Rows from a pointing dataset:
■ ■ ■ ■

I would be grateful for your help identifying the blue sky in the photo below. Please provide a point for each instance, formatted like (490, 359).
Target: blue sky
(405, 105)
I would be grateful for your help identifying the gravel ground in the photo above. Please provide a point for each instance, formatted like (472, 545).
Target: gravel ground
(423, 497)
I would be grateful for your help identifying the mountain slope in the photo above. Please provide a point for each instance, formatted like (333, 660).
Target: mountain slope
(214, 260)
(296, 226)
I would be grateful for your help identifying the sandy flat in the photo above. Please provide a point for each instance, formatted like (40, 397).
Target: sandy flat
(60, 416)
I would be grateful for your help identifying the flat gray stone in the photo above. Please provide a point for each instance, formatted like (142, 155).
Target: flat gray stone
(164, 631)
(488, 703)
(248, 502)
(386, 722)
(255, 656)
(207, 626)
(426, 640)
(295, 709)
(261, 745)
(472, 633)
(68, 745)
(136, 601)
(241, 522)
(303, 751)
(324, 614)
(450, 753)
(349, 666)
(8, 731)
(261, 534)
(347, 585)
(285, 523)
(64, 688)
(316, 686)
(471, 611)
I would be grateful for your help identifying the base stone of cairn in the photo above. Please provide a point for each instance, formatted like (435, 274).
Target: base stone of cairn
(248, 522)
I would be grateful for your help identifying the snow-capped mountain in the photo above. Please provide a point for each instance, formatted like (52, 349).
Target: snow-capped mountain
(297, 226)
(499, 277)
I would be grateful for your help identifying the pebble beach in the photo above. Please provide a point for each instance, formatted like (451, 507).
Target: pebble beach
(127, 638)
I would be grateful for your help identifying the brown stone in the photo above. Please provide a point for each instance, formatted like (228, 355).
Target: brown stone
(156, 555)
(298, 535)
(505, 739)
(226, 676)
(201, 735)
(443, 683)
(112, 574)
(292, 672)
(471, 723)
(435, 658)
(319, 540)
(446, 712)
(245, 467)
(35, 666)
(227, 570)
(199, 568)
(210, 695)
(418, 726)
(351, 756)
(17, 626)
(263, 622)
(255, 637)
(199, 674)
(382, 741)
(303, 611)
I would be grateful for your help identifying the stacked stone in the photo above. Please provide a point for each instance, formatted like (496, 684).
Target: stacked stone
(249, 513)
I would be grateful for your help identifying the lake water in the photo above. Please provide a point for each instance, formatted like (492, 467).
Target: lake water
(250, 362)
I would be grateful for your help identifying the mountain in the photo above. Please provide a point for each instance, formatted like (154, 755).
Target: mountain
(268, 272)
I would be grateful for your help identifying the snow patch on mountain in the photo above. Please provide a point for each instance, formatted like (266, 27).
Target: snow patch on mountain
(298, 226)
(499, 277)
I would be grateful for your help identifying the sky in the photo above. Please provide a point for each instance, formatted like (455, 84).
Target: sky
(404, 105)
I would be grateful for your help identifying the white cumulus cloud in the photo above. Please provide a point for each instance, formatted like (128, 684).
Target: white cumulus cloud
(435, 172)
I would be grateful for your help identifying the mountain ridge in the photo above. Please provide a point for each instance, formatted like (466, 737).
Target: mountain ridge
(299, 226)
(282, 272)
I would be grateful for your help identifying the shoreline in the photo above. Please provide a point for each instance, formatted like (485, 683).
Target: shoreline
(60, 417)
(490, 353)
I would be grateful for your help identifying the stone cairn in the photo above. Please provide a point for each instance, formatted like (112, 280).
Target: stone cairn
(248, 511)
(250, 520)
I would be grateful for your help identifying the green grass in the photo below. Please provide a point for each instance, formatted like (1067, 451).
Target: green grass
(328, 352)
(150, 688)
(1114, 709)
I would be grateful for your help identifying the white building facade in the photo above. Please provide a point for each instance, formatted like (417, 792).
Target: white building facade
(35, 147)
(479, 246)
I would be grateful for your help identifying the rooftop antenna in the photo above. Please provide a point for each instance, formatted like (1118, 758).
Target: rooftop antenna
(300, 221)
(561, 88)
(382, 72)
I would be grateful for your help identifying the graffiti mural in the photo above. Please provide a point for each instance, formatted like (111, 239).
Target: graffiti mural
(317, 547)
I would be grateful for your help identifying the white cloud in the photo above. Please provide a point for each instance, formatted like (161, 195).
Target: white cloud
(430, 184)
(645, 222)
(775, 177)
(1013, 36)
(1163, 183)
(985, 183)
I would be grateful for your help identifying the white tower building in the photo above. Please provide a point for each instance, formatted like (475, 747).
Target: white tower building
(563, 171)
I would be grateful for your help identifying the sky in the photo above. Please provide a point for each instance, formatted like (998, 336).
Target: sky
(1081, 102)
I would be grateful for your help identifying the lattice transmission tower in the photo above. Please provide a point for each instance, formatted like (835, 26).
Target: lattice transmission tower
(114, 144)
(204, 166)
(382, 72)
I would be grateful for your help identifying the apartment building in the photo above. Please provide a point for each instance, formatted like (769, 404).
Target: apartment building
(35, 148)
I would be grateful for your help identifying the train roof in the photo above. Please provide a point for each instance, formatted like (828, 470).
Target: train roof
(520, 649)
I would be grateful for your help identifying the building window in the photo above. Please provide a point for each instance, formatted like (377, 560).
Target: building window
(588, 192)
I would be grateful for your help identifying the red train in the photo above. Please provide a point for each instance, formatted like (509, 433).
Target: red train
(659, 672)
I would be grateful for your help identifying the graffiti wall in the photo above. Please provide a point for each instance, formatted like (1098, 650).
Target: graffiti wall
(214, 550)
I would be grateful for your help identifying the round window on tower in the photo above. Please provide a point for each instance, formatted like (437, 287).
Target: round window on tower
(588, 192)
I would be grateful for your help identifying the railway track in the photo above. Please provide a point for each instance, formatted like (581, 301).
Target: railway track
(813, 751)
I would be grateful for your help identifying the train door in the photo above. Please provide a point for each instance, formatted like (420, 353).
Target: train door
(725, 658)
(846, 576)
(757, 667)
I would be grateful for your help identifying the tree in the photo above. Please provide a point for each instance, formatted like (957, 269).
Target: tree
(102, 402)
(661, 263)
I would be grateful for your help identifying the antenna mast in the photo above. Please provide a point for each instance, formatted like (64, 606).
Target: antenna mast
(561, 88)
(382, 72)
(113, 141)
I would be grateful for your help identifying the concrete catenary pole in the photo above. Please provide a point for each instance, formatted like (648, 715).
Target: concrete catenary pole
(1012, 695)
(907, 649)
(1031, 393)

■ ■ ■ ■

__STATED EXERCISE__
Retype every entry above, word for word.

__WRITTEN REPLY__
I would be grateful for your help identifying the blue sky in the photo below. Please provide a point for each instance, formatted like (490, 359).
Target: blue sky
(405, 105)
I would be grateful for your help identifying the gravel ground in the photo above. Please provide a point for each instance, formatted like (472, 545).
Target: gravel ground
(423, 497)
I would be grateful for your help identifying the mountain slope in the photo above. Please provide a point for each instance, formatted like (333, 660).
Target: mountain slope
(214, 260)
(296, 226)
I would be grateful for your help identifying the sandy flat in the photo above. Please provide a point for each instance, formatted like (40, 397).
Target: sandy flat
(60, 416)
I would be grateful for your help identifying the flat gray stone in the photo above. Please provide a point for each instance, formatted like (142, 155).
Target: flat gray stone
(164, 631)
(488, 703)
(248, 502)
(386, 722)
(255, 656)
(207, 626)
(426, 640)
(295, 709)
(261, 745)
(472, 633)
(68, 745)
(136, 601)
(241, 522)
(303, 751)
(324, 614)
(450, 753)
(349, 666)
(8, 731)
(261, 534)
(347, 585)
(285, 523)
(64, 688)
(316, 686)
(471, 611)
I would be grateful for your help identifying the base stone of cairn in the photo above. Please provide a point for each instance, formatted like (435, 274).
Target: base stone of cairn
(248, 522)
I would be grateful for your help identifying the snow-capped mountain in the photo above. Please provide a point for each instance, formatted like (52, 349).
Target: snow-capped mountain
(297, 226)
(499, 277)
I would be grateful for your help identifying the pebble beach in the photo above. Please provide a point for each instance, formatted like (451, 507).
Target: pebble beach
(127, 638)
I would be grateful for your help identifying the brown stone in the photo above. Please provide a point for each instance, formatted like (228, 355).
Target: brown stone
(156, 555)
(298, 535)
(505, 739)
(226, 676)
(201, 735)
(443, 683)
(112, 574)
(292, 672)
(471, 723)
(435, 658)
(319, 540)
(446, 712)
(245, 467)
(35, 666)
(227, 570)
(199, 568)
(210, 695)
(418, 726)
(351, 756)
(17, 626)
(263, 622)
(255, 637)
(199, 674)
(382, 741)
(303, 611)
I would be grateful for your help identifying the stacked stone in the photo above. Please provide a point for each instance, formatted like (496, 684).
Target: stacked stone
(249, 513)
I would be grateful for your help identifying the lake water in the photo above. Please provide a point for each instance, formatted like (492, 467).
Target: lake water
(250, 362)
I would be grateful for your help identifying the mountain in the photo above. Please provide a point for each instance, formatted like (154, 755).
Target: mountain
(268, 272)
I would be grateful for your help identifying the snow patch on mountain in the photo above. Please provide a point for each instance, formatted like (266, 27).
Target: snow patch on mountain
(298, 226)
(499, 277)
I would be grateful for your help identifying the sky in the photo above. Please provide a point for each instance, formatted like (455, 84).
Target: sky
(404, 105)
I would be grateful for your help identifying the white cumulus cloud in the photo above. Please provide a point for each instance, formatted like (128, 684).
Target: white cumulus cloud
(435, 172)
I would be grateful for your help identifying the mountain ridge in the photo above. Please provide a point for each instance, formatted like (466, 737).
Target: mountain ridge
(299, 226)
(282, 272)
I would be grateful for your help identifying the shoreline in the photo above. Please provide a point for each instance, formatted like (485, 683).
Target: shoreline
(60, 417)
(490, 353)
I would be grateful for your help identifying the stone cairn in the photo above. Please provide a point for each instance, formatted like (112, 280).
Target: stone cairn
(248, 511)
(250, 520)
I would be grateful for your help identifying the green grass in the photo below. Please provide a point for each instance, formatted like (1067, 451).
Target: green grass
(328, 352)
(150, 688)
(1114, 709)
I would be grateful for your help identifying the white building facade in the photo above. Please provide a point for each instance, formatted like (417, 792).
Target: white building facade
(35, 147)
(479, 246)
I would be grateful for your help identifying the rooftop antenna in the photo above. Please provide a point for each instance, formatted like (1118, 758).
Target: rooftop antenna
(300, 221)
(561, 88)
(382, 72)
I would be grateful for your help identifying the graffiti mural in the photo above. Please provide a point for each instance, formatted like (111, 239).
Target: graffiti mural
(317, 547)
I would be grateful for your help identifying the white cloud in the photo above. Please provide a point for each instance, formatted like (161, 195).
Target: white cloud
(430, 184)
(645, 222)
(775, 177)
(1013, 36)
(1163, 183)
(985, 183)
I would be grateful for your help identifying the white tower building in the photo above. Please provide a point for each instance, formatted like (475, 747).
Target: white tower building
(563, 171)
I would be grateful for your help identifying the sky in the photo above. Please provide a point for each instance, formatted like (998, 336).
Target: sky
(1081, 102)
I would be grateful for your help identifying the lattice transmission tower in the photo above. Please provide a point for each instance, formatted like (835, 26).
Target: lattice transmission tower
(114, 144)
(204, 166)
(382, 72)
I would be grateful for your help identifying the apartment building in the photo above. Please provide a point for each instance, formatted like (769, 404).
Target: apartment building
(35, 148)
I would be grateful for your help identifying the train roof in the photo above. Please provide a point for each instance, formatted like (828, 470).
Target: train roof
(520, 649)
I would be grateful for your help identifying the building window in the photo above. Please provide a point for each instance, formatted like (377, 560).
Target: building window
(588, 192)
I would be grateful for your help identifying the red train in the photo above. Please provide a point for each instance, formatted like (509, 433).
Target: red train
(659, 672)
I would be grateful for your help identifying the graffiti wall in the photo above. Please provide a point for each instance, formatted like (1098, 650).
Target: graffiti wall
(214, 550)
I would be grateful for your help identifying the round window on tower in the photo above. Please provide a point for each instance, formatted like (437, 287).
Target: round window on tower
(588, 192)
I would be grateful for your help identifying the railway track in the photo above. Please provide a point for each instance, formatted like (581, 301).
Target: railway track
(813, 751)
I would be grateful for your help identifying the train door in the photo above. Please provide a point for each instance, formatted like (420, 353).
Target: train door
(725, 658)
(846, 576)
(757, 667)
I would be grateful for your help identifying the tree in the photo above. Please provide a point for each instance, formatted like (957, 269).
Target: tree
(102, 402)
(661, 263)
I would be grateful for your help identifying the antenna mast in the photo above. Please provide a point for each instance, formatted like (64, 606).
Target: antenna mast
(561, 88)
(382, 72)
(113, 141)
I would be grateful for your help identifying the concrete catenary pole in the photo above. Please provide a point for each instance, formatted like (648, 715).
Target: concrete catenary pole
(1012, 695)
(907, 649)
(1031, 393)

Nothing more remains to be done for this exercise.